WHAT IS BEING ASKED: Pull out every line of the rows below that contains the word "concrete", copying each such line in full.

RECORDS PROVIDED:
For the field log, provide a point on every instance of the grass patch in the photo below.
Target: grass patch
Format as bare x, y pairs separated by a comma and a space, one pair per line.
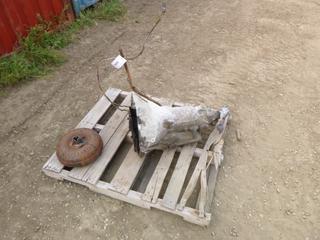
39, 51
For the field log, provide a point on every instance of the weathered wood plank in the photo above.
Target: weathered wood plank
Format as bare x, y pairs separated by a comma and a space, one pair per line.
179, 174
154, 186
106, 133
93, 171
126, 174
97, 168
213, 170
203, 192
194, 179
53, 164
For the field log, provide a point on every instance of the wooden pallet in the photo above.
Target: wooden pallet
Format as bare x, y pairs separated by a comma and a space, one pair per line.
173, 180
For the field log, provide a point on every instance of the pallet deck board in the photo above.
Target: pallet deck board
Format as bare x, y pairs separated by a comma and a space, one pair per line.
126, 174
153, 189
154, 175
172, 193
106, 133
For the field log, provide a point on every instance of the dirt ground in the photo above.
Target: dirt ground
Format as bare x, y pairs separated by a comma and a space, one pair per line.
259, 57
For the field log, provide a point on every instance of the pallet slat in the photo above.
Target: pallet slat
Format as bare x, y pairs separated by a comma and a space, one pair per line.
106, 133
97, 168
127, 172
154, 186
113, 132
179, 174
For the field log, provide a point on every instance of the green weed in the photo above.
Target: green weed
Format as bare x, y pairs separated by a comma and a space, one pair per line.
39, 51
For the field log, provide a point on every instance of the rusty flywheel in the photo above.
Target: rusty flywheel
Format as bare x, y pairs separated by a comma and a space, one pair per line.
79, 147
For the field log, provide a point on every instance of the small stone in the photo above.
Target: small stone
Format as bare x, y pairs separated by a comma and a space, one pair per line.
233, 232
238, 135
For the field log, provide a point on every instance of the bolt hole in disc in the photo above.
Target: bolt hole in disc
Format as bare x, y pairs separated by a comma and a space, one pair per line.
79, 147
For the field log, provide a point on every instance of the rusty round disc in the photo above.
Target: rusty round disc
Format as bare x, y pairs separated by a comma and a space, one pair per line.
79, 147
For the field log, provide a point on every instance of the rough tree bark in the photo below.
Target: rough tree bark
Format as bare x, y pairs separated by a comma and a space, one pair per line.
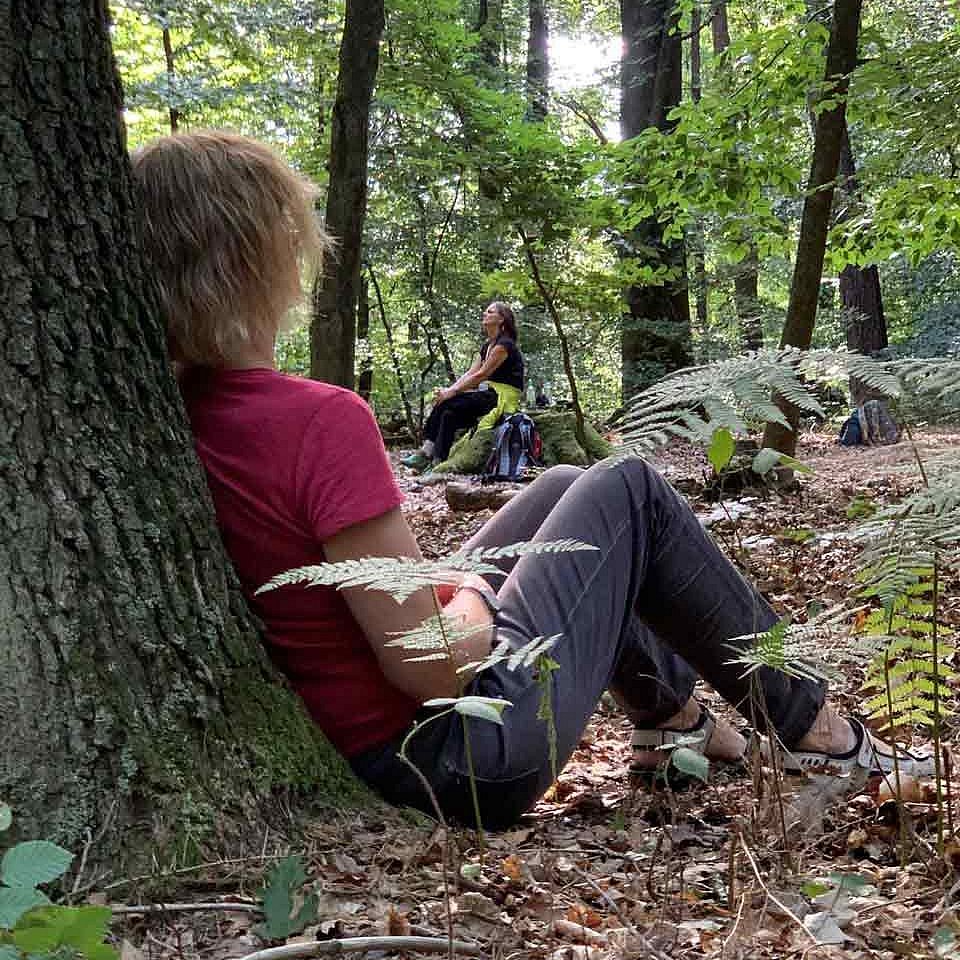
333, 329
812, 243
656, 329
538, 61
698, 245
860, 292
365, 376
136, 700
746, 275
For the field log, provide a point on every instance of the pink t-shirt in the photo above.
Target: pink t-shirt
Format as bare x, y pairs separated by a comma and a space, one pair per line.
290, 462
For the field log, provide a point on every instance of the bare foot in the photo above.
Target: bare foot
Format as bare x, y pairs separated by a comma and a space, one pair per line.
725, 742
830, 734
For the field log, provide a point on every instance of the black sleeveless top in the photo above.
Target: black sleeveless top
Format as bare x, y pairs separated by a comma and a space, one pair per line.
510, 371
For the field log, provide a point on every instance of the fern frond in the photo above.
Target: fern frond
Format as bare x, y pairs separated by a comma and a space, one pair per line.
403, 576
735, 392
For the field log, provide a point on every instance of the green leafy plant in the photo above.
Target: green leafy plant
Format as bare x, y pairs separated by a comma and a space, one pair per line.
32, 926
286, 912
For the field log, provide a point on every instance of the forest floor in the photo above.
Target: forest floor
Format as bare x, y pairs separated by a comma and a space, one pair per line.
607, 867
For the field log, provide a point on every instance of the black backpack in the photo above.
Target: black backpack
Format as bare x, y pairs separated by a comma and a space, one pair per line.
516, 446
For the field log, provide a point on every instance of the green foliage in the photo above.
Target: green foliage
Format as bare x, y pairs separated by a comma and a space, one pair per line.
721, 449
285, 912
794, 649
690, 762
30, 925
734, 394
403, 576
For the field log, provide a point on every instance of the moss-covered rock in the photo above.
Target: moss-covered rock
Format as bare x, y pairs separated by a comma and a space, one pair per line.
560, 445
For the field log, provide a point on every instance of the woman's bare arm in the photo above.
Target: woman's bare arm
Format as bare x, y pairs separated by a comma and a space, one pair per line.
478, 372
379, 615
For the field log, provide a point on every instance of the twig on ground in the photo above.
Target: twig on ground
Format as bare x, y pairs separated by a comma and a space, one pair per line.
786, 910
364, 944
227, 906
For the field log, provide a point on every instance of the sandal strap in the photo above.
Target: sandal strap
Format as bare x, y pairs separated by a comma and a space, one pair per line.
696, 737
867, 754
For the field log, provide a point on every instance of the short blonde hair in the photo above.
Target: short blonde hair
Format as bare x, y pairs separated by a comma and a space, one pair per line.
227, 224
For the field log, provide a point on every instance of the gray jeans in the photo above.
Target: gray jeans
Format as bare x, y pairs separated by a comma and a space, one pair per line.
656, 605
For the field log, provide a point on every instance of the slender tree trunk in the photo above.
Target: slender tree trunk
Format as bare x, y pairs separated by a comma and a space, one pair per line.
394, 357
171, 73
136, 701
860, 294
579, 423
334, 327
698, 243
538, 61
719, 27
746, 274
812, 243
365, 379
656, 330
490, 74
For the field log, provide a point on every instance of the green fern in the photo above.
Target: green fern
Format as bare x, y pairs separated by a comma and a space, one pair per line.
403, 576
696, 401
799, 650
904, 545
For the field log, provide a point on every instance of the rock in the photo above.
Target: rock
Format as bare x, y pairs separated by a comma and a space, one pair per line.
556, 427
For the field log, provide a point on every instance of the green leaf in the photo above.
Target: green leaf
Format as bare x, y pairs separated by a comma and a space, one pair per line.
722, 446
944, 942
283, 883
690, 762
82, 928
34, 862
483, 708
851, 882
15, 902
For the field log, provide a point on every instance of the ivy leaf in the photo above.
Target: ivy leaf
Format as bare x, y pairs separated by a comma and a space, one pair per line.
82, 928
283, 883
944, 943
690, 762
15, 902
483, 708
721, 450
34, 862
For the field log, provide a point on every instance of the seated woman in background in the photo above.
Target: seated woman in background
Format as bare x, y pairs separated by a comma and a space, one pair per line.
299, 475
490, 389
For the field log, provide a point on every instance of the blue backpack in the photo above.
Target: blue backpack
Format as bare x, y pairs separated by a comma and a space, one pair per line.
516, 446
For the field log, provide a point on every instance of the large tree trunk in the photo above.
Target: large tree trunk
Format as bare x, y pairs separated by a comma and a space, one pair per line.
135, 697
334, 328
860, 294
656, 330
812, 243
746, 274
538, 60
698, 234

--

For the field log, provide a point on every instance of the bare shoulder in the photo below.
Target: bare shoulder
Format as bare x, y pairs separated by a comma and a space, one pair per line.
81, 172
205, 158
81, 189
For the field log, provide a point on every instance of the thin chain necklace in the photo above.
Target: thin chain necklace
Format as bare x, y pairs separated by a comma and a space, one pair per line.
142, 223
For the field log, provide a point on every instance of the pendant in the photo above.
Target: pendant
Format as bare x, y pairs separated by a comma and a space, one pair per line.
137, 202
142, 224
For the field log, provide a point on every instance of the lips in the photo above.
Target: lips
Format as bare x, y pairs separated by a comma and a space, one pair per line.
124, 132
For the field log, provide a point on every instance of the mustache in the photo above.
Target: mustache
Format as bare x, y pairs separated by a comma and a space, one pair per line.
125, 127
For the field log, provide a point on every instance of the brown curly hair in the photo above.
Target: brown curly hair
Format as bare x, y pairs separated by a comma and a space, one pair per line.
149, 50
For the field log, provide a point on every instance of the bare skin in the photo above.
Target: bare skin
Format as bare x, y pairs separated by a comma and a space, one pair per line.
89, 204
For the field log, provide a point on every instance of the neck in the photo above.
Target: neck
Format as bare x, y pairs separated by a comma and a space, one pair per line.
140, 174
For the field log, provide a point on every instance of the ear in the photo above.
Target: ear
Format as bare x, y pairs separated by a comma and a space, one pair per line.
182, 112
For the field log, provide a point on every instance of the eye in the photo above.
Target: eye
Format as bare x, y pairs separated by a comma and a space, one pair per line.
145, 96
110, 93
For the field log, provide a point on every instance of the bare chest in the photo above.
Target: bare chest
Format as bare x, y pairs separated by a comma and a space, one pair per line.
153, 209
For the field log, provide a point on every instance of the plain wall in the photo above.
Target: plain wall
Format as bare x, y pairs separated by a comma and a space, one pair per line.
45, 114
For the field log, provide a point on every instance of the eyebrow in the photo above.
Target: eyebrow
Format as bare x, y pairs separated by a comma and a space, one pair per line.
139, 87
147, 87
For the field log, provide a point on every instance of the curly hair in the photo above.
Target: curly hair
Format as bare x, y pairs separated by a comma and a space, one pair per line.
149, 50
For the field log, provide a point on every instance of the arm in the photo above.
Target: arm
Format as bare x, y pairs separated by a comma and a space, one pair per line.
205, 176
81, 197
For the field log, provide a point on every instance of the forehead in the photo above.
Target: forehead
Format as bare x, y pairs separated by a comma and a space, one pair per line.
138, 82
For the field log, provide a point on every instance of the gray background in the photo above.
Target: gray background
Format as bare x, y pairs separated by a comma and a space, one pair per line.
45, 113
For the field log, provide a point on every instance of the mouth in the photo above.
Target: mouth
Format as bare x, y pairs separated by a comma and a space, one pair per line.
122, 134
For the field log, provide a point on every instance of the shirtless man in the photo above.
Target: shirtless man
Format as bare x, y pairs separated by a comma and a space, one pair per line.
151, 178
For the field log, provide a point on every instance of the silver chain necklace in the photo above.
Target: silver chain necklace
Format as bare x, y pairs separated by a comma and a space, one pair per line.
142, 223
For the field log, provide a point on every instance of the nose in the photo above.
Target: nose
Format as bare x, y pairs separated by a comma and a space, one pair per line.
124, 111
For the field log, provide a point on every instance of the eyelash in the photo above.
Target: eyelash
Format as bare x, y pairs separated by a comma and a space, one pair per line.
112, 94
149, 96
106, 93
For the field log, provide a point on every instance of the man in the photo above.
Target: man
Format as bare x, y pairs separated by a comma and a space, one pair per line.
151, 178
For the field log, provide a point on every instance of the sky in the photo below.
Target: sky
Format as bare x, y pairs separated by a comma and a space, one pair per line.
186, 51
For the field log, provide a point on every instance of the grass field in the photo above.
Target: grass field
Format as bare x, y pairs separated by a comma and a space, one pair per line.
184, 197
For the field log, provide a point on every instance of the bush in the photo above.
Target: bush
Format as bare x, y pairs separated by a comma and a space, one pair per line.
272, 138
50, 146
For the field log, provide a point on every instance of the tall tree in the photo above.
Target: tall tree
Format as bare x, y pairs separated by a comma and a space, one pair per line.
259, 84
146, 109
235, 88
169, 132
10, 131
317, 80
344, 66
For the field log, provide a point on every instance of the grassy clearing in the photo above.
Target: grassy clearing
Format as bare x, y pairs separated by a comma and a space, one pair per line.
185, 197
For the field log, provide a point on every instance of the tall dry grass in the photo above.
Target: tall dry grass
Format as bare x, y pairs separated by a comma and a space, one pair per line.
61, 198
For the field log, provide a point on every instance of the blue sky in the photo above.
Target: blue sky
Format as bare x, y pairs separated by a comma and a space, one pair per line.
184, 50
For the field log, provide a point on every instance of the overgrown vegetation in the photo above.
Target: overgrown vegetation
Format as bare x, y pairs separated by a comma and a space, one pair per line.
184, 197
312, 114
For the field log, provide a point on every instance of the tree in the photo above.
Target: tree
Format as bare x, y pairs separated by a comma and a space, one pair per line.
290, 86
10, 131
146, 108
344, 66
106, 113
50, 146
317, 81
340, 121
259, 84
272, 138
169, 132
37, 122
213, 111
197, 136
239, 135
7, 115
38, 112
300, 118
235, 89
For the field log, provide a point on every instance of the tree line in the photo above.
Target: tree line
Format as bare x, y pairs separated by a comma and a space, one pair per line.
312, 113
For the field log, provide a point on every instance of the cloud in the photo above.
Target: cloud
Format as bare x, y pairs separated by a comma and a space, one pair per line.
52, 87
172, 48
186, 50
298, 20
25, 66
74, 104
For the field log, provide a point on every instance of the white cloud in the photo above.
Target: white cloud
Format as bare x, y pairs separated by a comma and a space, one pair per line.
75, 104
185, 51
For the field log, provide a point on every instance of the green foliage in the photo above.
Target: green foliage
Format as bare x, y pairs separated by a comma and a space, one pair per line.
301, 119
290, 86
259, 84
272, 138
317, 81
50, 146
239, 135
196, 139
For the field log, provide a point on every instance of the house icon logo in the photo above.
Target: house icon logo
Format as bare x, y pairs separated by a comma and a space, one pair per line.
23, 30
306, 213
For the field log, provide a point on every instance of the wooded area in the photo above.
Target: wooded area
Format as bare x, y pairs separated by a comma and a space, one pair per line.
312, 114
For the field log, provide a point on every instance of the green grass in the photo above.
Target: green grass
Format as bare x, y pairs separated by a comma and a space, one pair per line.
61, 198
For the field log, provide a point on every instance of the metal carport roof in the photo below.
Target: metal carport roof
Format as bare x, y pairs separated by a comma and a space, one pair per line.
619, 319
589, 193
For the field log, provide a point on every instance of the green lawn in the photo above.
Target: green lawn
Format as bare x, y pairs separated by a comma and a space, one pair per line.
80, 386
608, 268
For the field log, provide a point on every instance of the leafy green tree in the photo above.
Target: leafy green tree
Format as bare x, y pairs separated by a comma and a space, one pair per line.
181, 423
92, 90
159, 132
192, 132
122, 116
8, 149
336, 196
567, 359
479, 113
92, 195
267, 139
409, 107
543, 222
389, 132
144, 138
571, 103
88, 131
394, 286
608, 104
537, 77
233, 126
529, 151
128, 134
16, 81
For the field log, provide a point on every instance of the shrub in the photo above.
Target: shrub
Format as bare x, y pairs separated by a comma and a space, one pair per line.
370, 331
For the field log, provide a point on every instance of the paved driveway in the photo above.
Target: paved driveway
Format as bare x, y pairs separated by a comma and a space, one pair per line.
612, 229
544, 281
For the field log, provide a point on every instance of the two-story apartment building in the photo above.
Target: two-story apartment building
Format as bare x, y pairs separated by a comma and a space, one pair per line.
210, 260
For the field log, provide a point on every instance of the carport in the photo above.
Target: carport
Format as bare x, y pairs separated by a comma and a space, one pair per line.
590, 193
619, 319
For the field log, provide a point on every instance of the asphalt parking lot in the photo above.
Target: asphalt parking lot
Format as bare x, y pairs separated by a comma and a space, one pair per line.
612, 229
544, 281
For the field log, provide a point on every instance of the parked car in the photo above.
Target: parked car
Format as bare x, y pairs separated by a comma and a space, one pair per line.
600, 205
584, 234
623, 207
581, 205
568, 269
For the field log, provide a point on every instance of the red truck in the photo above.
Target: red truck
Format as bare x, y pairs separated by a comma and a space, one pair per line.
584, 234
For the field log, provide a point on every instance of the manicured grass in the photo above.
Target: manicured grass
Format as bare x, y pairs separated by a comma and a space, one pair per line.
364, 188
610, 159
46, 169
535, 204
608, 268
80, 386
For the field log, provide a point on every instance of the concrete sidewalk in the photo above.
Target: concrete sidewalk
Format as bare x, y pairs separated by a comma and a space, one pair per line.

WRITTEN SOLUTION:
For the field log, provide a point on every instance of the concrete sidewalk in the photo above.
Target: concrete sidewalk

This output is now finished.